◆ Extracted records ◆
################
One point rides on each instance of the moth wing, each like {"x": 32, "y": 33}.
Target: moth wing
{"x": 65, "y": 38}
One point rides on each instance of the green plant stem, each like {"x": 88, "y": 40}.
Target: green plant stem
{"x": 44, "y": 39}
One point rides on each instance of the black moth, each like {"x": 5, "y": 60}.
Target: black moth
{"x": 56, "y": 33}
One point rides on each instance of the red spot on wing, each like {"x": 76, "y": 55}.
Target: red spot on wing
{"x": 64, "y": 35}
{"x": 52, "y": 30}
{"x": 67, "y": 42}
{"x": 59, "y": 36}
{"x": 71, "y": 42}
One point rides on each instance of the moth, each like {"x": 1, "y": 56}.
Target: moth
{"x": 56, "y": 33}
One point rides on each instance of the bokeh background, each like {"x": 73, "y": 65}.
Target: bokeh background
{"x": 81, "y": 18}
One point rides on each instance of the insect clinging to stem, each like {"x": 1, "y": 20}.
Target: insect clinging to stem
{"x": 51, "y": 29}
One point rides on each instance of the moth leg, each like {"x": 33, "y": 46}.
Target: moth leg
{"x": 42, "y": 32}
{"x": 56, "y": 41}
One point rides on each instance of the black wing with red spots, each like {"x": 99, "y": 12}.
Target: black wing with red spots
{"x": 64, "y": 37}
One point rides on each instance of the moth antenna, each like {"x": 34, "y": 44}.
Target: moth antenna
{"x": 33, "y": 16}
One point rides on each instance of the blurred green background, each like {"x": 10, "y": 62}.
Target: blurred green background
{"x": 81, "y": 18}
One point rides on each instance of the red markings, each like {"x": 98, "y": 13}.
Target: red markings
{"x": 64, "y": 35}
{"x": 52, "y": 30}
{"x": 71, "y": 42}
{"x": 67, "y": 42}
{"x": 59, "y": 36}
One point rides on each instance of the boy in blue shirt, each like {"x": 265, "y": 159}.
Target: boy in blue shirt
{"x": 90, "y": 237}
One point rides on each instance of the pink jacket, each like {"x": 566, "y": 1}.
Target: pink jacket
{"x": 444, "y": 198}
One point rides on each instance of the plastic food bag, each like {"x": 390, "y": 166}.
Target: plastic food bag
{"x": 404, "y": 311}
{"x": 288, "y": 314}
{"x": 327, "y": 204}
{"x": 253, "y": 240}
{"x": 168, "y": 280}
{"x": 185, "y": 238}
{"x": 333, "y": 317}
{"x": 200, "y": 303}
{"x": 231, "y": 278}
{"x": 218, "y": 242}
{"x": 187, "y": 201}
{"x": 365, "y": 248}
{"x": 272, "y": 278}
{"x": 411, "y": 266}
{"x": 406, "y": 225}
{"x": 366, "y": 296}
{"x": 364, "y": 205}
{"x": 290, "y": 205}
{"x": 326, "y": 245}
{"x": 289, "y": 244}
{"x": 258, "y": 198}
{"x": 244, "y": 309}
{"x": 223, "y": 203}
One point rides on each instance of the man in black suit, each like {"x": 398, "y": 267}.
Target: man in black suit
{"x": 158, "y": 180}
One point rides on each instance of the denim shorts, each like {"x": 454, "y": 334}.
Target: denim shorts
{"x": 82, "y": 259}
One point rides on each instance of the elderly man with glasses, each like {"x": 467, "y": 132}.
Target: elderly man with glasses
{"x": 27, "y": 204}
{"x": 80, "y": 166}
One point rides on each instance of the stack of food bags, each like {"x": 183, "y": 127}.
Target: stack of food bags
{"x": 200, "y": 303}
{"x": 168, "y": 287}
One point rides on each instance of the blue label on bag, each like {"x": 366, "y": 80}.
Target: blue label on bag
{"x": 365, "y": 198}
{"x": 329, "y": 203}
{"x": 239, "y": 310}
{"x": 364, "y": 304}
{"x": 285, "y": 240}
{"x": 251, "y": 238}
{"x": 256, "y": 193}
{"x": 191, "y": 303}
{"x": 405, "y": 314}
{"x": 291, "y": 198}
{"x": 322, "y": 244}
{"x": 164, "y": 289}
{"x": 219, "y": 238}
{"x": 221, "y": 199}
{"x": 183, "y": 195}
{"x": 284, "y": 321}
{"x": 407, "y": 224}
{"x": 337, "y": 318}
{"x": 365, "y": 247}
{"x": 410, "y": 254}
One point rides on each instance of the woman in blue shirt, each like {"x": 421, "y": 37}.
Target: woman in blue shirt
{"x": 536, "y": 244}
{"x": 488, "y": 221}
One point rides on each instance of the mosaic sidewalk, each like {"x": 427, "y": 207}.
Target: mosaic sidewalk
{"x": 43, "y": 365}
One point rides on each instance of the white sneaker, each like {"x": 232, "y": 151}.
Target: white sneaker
################
◆ What is being asked ◆
Go through the data above and copy all of it exactly.

◆ Task answer ◆
One point rides on each instance of the moth wing, each like {"x": 32, "y": 33}.
Target: moth wing
{"x": 65, "y": 38}
One point rides on each instance of the green plant stem, each like {"x": 88, "y": 40}.
Target: green plant stem
{"x": 44, "y": 39}
One point rides on each instance of the black moth, each like {"x": 5, "y": 60}.
Target: black moth
{"x": 56, "y": 33}
One point rides on each instance of the red spot on wing, each like {"x": 76, "y": 55}.
Target: red spot on wing
{"x": 64, "y": 35}
{"x": 52, "y": 30}
{"x": 67, "y": 42}
{"x": 59, "y": 36}
{"x": 71, "y": 42}
One point rides on each instance of the moth, each like {"x": 1, "y": 56}.
Target: moth
{"x": 56, "y": 33}
One point rides on each instance of the bokeh background, each like {"x": 73, "y": 65}.
Target: bokeh background
{"x": 81, "y": 18}
One point rides on each instance of the insect clinging to stem, each like {"x": 1, "y": 20}.
Target: insect clinging to stem
{"x": 51, "y": 29}
One point rides on each instance of the moth leg, each like {"x": 33, "y": 46}.
Target: moth leg
{"x": 42, "y": 32}
{"x": 56, "y": 41}
One point rides on each instance of the black wing with red spots, each like {"x": 99, "y": 12}.
Target: black wing with red spots
{"x": 64, "y": 37}
One point rides on each instance of the moth antenna, each like {"x": 34, "y": 44}.
Target: moth antenna
{"x": 33, "y": 16}
One point rides on each instance of the blurred green background, each like {"x": 10, "y": 62}.
Target: blurred green background
{"x": 81, "y": 18}
One point rides on each instance of the red markings, each like {"x": 98, "y": 13}.
Target: red markings
{"x": 64, "y": 35}
{"x": 52, "y": 30}
{"x": 71, "y": 42}
{"x": 67, "y": 42}
{"x": 59, "y": 36}
One point rides on each instance of the boy in blue shirt, each like {"x": 265, "y": 159}.
Target: boy in blue shirt
{"x": 90, "y": 237}
One point rides on each instance of the pink jacket, each like {"x": 566, "y": 1}.
Target: pink jacket
{"x": 444, "y": 198}
One point rides on each instance of the plastic food bag, each like {"x": 390, "y": 166}.
Target: plastic food bag
{"x": 404, "y": 311}
{"x": 288, "y": 314}
{"x": 327, "y": 204}
{"x": 253, "y": 240}
{"x": 168, "y": 280}
{"x": 185, "y": 238}
{"x": 333, "y": 317}
{"x": 200, "y": 303}
{"x": 231, "y": 278}
{"x": 218, "y": 242}
{"x": 187, "y": 201}
{"x": 365, "y": 248}
{"x": 272, "y": 278}
{"x": 411, "y": 266}
{"x": 406, "y": 225}
{"x": 366, "y": 296}
{"x": 364, "y": 205}
{"x": 290, "y": 205}
{"x": 326, "y": 245}
{"x": 289, "y": 244}
{"x": 258, "y": 198}
{"x": 244, "y": 309}
{"x": 223, "y": 203}
One point rides on each instance of the man in black suit, each like {"x": 398, "y": 267}.
Target: man in black suit
{"x": 158, "y": 180}
One point rides on each instance of the denim shorts, each like {"x": 454, "y": 334}.
Target: denim shorts
{"x": 82, "y": 259}
One point rides on each instance of the elderly man with glasses, each like {"x": 467, "y": 132}.
Target: elderly man with glasses
{"x": 27, "y": 204}
{"x": 80, "y": 166}
One point rides on each instance of the stack of food bags, each like {"x": 183, "y": 127}.
Target: stack of food bags
{"x": 200, "y": 303}
{"x": 168, "y": 287}
One point rides on each instance of the blue label on bag, each like {"x": 366, "y": 80}.
Target: blue label on bag
{"x": 365, "y": 198}
{"x": 329, "y": 203}
{"x": 239, "y": 310}
{"x": 364, "y": 304}
{"x": 285, "y": 240}
{"x": 251, "y": 238}
{"x": 256, "y": 193}
{"x": 191, "y": 303}
{"x": 405, "y": 314}
{"x": 291, "y": 198}
{"x": 322, "y": 244}
{"x": 164, "y": 289}
{"x": 219, "y": 238}
{"x": 221, "y": 199}
{"x": 183, "y": 195}
{"x": 284, "y": 321}
{"x": 407, "y": 224}
{"x": 337, "y": 318}
{"x": 365, "y": 247}
{"x": 410, "y": 254}
One point rides on each instance of the woman in blue shirt, each like {"x": 421, "y": 37}.
Target: woman in blue shirt
{"x": 536, "y": 244}
{"x": 488, "y": 221}
One point rides on each instance of the mosaic sidewalk, each like {"x": 427, "y": 207}.
Target: mosaic sidewalk
{"x": 43, "y": 365}
One point rides on each instance of the white sneaker, each like {"x": 232, "y": 151}.
Target: white sneaker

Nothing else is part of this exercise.